**Exercise objective**
Rewrite the listing starting at the line containing "Formation-chart tagging: label the wok-shaped" and ending at the end of the listing, replacing "wok-shaped pan" with "frying pan" and leaving everything else unchanged.

+++

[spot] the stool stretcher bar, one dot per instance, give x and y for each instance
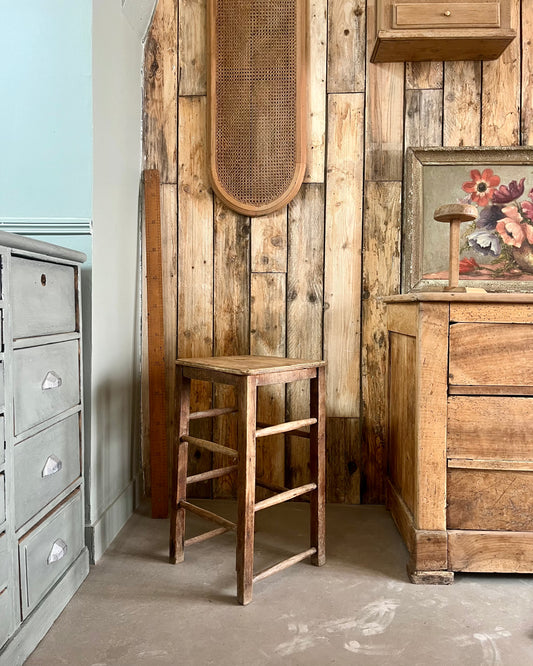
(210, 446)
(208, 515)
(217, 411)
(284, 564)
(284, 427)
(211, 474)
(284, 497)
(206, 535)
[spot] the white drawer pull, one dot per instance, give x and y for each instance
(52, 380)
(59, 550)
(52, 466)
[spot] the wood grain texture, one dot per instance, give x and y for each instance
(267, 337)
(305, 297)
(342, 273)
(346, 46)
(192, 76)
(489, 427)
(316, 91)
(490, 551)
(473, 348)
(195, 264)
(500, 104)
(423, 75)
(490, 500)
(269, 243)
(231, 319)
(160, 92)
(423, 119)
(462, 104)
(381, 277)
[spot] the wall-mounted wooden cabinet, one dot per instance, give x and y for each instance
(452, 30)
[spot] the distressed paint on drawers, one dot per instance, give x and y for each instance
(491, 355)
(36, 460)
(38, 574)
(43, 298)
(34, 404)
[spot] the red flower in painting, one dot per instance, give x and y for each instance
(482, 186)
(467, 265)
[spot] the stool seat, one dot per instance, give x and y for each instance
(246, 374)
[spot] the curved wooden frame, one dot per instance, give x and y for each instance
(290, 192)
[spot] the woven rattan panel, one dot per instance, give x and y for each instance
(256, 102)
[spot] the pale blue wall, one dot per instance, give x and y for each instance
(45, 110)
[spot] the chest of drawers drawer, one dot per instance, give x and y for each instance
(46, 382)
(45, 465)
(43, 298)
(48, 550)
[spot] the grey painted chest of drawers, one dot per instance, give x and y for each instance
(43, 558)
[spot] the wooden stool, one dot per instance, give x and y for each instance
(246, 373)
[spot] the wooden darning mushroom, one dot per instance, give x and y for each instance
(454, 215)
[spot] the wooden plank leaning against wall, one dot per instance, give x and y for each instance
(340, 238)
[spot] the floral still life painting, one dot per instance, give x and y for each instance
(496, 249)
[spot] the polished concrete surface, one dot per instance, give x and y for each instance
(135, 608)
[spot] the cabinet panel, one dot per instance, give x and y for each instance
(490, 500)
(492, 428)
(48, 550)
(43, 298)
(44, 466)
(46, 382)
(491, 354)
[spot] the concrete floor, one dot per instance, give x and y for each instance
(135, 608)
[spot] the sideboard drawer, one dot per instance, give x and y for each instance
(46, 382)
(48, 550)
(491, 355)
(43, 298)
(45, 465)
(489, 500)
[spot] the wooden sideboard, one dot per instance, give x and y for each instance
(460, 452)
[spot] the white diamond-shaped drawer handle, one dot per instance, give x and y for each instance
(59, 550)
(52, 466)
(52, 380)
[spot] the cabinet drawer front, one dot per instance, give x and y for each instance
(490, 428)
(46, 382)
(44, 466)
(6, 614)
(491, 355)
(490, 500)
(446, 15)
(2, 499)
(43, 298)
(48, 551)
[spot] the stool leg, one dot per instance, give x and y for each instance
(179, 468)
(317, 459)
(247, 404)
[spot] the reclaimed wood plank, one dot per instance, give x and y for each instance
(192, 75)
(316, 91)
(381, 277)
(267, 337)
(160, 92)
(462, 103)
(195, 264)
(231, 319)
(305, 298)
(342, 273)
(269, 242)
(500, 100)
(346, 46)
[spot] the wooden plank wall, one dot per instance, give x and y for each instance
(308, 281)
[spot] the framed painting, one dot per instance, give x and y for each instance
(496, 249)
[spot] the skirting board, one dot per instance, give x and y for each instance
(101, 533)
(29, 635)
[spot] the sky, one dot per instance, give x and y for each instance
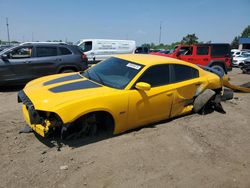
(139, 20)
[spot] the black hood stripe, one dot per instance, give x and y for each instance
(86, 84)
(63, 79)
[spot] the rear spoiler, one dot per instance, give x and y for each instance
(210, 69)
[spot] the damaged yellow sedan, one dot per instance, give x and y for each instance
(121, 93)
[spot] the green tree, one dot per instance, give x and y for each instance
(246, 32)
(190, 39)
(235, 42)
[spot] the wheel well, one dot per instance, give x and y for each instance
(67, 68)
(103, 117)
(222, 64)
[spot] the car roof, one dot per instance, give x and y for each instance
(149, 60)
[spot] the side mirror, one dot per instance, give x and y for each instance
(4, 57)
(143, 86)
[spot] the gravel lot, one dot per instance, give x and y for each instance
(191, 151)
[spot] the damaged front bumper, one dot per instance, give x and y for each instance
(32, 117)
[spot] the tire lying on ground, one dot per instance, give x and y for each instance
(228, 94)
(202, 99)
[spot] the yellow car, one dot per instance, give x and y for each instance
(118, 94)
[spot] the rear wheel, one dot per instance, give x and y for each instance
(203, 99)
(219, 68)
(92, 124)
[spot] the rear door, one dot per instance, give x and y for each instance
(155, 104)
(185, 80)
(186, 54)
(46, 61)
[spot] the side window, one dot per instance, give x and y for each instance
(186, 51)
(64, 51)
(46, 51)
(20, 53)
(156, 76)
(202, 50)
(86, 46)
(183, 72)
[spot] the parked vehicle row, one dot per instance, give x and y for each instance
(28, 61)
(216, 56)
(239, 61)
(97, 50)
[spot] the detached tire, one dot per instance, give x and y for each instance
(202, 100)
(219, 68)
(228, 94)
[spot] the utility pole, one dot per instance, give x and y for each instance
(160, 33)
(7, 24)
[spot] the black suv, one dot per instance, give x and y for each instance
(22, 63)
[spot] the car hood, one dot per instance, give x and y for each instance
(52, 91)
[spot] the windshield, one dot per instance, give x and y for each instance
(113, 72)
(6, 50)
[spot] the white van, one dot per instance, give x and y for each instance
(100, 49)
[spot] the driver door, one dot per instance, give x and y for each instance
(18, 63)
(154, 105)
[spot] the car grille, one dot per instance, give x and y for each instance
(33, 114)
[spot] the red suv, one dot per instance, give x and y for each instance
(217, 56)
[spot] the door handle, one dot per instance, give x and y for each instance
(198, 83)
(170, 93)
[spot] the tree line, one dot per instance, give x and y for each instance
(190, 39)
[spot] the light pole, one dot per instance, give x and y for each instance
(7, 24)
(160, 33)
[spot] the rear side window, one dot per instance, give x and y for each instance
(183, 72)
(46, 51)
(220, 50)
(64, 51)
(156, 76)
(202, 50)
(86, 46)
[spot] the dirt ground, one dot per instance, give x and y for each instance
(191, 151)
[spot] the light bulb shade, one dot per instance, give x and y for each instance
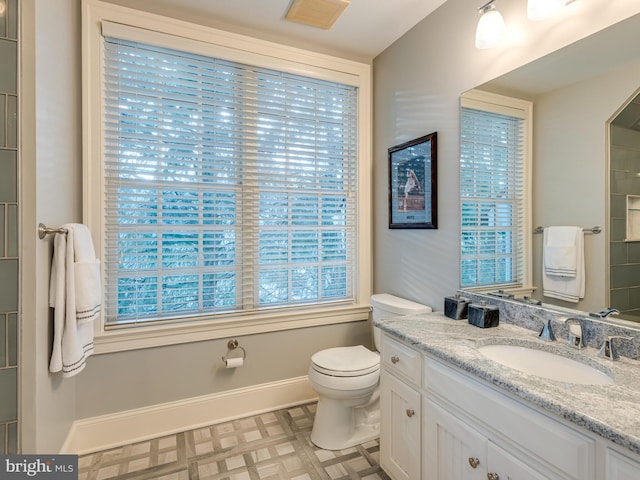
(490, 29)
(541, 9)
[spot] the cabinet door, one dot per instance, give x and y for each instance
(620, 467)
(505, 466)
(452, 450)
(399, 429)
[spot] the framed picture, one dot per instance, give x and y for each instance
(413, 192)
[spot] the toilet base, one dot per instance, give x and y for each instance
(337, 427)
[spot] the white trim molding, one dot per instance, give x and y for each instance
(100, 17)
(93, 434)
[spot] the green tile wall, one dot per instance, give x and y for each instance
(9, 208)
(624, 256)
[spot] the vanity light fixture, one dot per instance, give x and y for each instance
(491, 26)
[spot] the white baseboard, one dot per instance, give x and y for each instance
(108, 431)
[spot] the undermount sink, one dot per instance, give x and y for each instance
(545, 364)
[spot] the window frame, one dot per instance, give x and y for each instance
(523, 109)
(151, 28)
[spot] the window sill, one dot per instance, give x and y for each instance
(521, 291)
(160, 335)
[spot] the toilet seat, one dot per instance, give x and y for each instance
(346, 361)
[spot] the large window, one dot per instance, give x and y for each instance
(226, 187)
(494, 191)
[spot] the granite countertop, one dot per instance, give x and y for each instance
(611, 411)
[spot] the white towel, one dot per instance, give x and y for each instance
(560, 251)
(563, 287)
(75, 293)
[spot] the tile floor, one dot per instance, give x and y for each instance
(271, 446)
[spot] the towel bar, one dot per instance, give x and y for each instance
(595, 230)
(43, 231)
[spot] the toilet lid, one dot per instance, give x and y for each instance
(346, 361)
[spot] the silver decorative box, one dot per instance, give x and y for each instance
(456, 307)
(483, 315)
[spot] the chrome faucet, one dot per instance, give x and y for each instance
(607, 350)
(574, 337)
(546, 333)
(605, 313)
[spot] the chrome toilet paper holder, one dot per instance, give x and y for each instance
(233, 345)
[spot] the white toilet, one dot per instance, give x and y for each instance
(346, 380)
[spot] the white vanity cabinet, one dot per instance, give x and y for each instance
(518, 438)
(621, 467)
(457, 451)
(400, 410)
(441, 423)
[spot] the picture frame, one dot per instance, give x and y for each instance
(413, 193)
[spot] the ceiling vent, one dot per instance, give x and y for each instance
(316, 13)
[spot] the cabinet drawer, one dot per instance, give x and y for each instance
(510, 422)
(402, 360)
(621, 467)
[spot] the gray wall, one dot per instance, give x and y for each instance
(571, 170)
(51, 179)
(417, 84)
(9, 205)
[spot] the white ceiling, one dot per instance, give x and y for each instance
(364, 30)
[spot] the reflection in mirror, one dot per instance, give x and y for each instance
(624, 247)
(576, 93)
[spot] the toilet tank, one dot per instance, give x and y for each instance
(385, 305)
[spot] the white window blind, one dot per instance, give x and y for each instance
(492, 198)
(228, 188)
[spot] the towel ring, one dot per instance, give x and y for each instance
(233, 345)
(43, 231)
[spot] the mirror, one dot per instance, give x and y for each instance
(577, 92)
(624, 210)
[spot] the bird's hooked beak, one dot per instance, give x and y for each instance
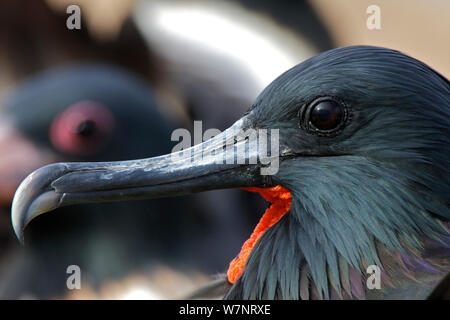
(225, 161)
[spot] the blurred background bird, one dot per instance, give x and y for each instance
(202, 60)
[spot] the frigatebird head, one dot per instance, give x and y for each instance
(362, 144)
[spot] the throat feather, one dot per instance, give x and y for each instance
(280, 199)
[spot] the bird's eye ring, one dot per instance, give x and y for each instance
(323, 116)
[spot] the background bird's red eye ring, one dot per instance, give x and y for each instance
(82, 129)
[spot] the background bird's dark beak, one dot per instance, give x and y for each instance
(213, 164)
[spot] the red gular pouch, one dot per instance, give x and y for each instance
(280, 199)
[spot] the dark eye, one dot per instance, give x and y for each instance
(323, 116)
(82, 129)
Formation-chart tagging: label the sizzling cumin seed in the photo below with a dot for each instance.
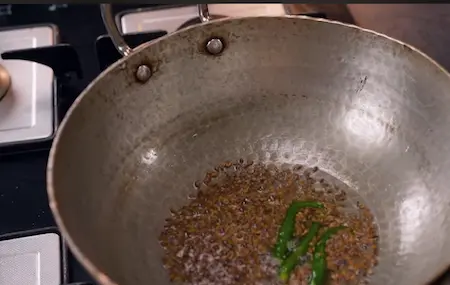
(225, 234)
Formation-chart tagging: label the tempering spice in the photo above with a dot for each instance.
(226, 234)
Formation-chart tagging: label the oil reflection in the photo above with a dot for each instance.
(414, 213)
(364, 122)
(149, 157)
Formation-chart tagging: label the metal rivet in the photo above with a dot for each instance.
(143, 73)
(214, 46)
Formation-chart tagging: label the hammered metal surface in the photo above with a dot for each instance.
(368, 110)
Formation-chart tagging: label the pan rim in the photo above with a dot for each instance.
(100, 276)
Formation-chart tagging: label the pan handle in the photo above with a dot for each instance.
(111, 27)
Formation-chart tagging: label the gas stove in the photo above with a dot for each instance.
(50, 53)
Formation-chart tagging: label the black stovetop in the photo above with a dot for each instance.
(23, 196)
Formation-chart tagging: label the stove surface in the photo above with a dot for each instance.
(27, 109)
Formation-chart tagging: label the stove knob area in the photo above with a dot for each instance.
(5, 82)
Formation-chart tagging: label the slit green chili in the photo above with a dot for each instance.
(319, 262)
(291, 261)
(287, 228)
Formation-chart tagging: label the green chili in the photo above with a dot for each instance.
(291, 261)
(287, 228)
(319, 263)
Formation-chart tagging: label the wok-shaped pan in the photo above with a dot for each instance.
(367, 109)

+++

**Written response**
Formation-chart tagging: label the frying pan in the photo above with a dot for each instance.
(367, 109)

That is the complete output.